DOCUMENT:
>> start

FERC regulations require certain separation between transmission employees and wholesale merchant function employees. Corporations often use general financial, accounting and business support employees to support transmission and wholesale merchant function employees. This close working relationship and access to transmission information may create circumstances that warrant review with respect to FERC regulations. This paper reviews relevant FERC regulations in the area and recent FERC cases, this paper is intended as a general introduction to the subject and is not intended to offer legal advice. Competent legal counsel should be consulted for specific questions in this area or for any legal question.

Discussion

Regulatory Requirements and History

The FERC Standards of Conduct are codified in 18 CFR § 37.41 and were promulgated as part of Order 889 Open Access Same-Time Information System (formerly Real-Time Information Networks) and Standards of Conduct, 75 FERC 61,078, (1996) as amended by Order 889-A, 62 FR 12053 (1997). Order 889 was a companion to Order 888 Promoting Wholesale Competition Through Open Access Non-discriminatory Transmission Services by Public Utilities; Recovery of Stranded Costs by Public Utilities and Transmitting Utilities, 75 FERC 61,080 (1996) which dealt with Open Access to Transmission Systems. Order 889 was specifically focused on information access systems (OASIS) and Standards of Conduct for Public Utility Employees.2

As noted in 18 CFR § 37.4 (a) the employees of the transmission provider engaged in transmission operations must function independent of employees and affiliate employees engaged in wholesale merchant function. This basic requirement is referred to as "functional unbundling" of the transmission and wholesale merchant function. The clear rationale is to provide for a barrier between the functions such that non affiliated wholesale energy companies can compete fairly with the affiliated wholesale merchant function and have access to the same information. This functional unbundling does not have to be absolute and it is clearly recognized by the FERC that at some point in management, responsibility for wholesale merchant functions and transmission operations will merge.3

The relevant issues to be considered when evaluating proposed business functions are the (1) prohibition and (2) conduit requirements from FERC "Standards of Conduct". Prohibition is defined in 18 CFR § 37.4 (b) (1) (3) and requires that employees engaged in wholesale merchant functions be (1) prevented from conducting transmission system operations or reliability functions, and (2) have limited access to the systems control center and have access only to transmission information available on the OASIS. On this point, the threshold question is whether or not the proposed functions include functions that make the position a "wholesale merchant function". If the employees are performing wholesale merchant functions they can not be allowed access to non-public transmission information. Wholesale merchant function is defined in the regulations 18 CFR § 37.3 as "the sale for resale of electric energy in intestate commerce". The conduit limitation is described in 18 CFR § 37.4 (b) (4) which provides that transmission system employees shall not disclose transmission system information through non-public means off of the OASIS.

>> end

DATA EXCERPT:
>> start

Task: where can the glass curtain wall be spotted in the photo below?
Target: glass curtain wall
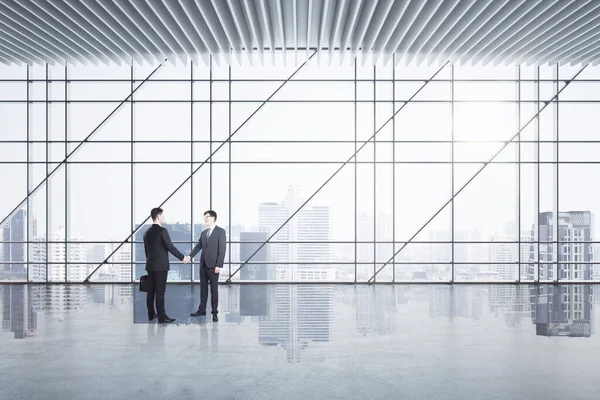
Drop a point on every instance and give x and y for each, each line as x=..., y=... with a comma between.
x=322, y=171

>> end

THINGS TO DO:
1. Condense the paragraph beginning "As noted in 18 CFR § 37.4 (a)" from the FERC standards-of-conduct paper into a short list, keeping its main facts.
2. Carry the FERC standards-of-conduct paper forward from its final sentence, writing the next part in the same style.

RESULTS BY TASK:
1.
- Under 18 CFR § 37.4 (a), a transmission provider's employees engaged in transmission operations must function independently of employees and affiliate employees engaged in the wholesale merchant function.
- This basic requirement is called "functional unbundling" of the transmission and wholesale merchant functions.
- Its purpose is to create a barrier between the functions so that non-affiliated wholesale energy companies can compete fairly with the affiliated wholesale merchant function and have access to the same information.
- The separation does not have to be absolute. FERC recognizes that at some level of management, responsibility for wholesale merchant functions and transmission operations will merge.

2.
FERC Cases of Relevance

FERC regulations do not provide a detailed definition of wholesale merchant function. There are a number of cases that provide an indication of the type of activities that are "wholesale merchant functions". In addition, some of these cases describe how "conduit" concerns may arise in these situations. The following descriptions summarize recent FERC cases that are relevant to these issues.

In American Electric Power, 81 FERC P61, 332 (1997) the FERC noted that, "AEP states that its transmission system operations and merchant functions rely on support services, such as legal counsel, accounting, finance and data processing . . . As explained in the discussion of generic issues, AEP may share support personnel who do not participate in directing, organizing or executing transmission system operations or reliability functions or wholesale merchant functions, provided that it can demonstrate that shared employees comply with prohibitions concerning communications". Of note, the FERC recognizes that accounting and finance are support functions, which can support both transmission and merchant function employees. This is important because analytic accounting and financial activities can often be at issue for corporations. FERC issues a caution to AEP that these employees must not become conduits of information.

In Carolina Power and Light, 87 FERC P61, 276 (1999), the FERC requested clarification of job functions in the following context.

[t] he System Operators job description included a duty to "coordinate all off-system power sales and purchases." Similarly, the job description for the Technical Specialist included a duty to "analyze future purchase & sales opportunities for the control room." We required Carolina to explain how the above mentioned duties were consistent with the transmission function.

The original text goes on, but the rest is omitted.